I argued the institutional interests who had opposed SQ 793’s constitutional proposal — chiefly the Oklahoma Association of Optometric Physicians — should ask and answer a simple question: “If SQ 793 was not the appropriate pathway to improving Oklahomans’ access to life-changing vision care, what can we do in 2019 to help our fellow citizens?”
It turns out that they did just that.
Signed by Gov. Kevin Stitt, SB 100 from Senate Floor Leader Kim David (R-Porter), Rep. Carl Newton (R-Cherokee) and other co-authors loosens previous locational restrictions on the sale of eyewear and the practice of optometry. It also defines rules for contact lens assessments and other practice regulations related to optometry.
From an OAOP press release May 21:
(SB 100) removes from statute a prohibition on the sale of eyewear in non-medical, retail settings. It would allow retail stores to sell frames and lenses. It would also allow retail stores to lease space to optometrists. However, unlike previous proposals (including the previously rejected State Question 793), SB 100 contains vigorous protections for patient safety, quality of care, and the independence of the doctor.
Likewise, a Facebook post from CMA Strategies — the local political firm has represented Walmart in its efforts to authorize optical care in its stores — praised the bill on the same day. The group called SB 100 “a win” for Oklahoma:
We routinely have bills become laws, but this one is a bit different. We were able to put together a team that took on an issue that has historically been challenging and made it a law. After 10 years of effort and a state question campaign that brought the issue to the public’s attention, more affordable and accessible eye care will become a reality. We look forward to our client, Walmart, helping their customers live better because of this change.
Positive compromise, even with slow rollout
When longtime foes like Walmart and the OAOP come together and reach a mutually-agreeable compromise in the best interest of Oklahomans, it’s worth tossing out some “atta-boys.”

[WORK TO BE COMPLETED]
Answer these questions from the article on Oklahoma's SB 100:
1. Which governor signed SB 100?
2. According to the OAOP press release, what does SB 100 allow retail stores to lease to optometrists?
3. What client does CMA Strategies name in its Facebook post?

[Referring expression pointing data]

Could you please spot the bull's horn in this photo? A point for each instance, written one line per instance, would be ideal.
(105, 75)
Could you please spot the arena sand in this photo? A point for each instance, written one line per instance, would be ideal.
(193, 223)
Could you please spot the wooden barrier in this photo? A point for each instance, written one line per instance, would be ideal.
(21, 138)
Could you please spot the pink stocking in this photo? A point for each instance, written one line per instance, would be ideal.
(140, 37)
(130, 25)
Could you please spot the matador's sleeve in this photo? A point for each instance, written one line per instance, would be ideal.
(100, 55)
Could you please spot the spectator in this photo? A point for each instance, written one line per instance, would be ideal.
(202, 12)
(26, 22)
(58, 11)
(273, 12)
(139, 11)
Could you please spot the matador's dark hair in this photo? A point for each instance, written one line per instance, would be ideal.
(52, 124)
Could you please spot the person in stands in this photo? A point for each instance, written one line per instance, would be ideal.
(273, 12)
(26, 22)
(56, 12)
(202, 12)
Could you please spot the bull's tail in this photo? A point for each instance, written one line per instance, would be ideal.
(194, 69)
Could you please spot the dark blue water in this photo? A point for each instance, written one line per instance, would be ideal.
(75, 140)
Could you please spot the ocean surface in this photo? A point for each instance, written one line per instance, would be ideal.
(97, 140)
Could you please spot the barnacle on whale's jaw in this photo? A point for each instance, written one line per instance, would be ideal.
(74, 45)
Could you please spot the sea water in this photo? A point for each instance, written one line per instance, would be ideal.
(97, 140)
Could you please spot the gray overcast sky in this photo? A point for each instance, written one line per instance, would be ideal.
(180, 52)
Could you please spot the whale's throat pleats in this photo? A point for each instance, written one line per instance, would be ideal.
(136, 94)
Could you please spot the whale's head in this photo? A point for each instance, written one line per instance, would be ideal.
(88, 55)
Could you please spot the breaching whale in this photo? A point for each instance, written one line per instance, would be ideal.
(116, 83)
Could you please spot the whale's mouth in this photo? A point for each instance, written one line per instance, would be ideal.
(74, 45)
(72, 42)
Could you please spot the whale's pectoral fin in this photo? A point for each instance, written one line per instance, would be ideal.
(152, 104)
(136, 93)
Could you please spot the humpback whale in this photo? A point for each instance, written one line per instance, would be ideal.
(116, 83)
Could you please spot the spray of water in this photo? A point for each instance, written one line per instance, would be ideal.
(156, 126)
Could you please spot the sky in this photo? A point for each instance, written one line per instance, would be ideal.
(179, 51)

[EXERCISE OUTPUT]
1. Gov. Kevin Stitt
2. Space
3. Walmart